§ WHAT YOU WILL DO
Answer with nothing but the number of lines in the listing below that contain "give".

== Segment start ==

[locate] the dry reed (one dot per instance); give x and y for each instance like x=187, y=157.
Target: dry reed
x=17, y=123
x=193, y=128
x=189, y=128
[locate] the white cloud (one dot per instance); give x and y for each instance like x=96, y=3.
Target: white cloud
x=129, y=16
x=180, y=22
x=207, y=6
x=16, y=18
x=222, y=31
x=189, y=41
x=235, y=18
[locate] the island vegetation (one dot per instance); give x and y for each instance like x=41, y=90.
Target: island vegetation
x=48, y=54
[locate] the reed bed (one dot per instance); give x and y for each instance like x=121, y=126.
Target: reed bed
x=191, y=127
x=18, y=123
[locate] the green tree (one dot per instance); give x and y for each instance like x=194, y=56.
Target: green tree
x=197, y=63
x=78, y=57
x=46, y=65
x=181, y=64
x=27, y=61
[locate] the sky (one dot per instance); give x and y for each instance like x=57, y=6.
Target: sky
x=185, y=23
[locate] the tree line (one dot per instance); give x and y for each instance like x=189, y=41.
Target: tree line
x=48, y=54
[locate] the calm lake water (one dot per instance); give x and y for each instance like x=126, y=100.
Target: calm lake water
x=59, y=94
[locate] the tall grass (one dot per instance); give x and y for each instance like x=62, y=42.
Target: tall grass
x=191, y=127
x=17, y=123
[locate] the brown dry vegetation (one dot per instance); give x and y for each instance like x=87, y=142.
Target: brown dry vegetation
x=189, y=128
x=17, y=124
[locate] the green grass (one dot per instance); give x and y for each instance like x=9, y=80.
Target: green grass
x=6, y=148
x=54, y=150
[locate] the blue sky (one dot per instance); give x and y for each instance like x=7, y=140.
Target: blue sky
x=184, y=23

== Segment end ==

§ RESPONSE FOR THIS EXERCISE
12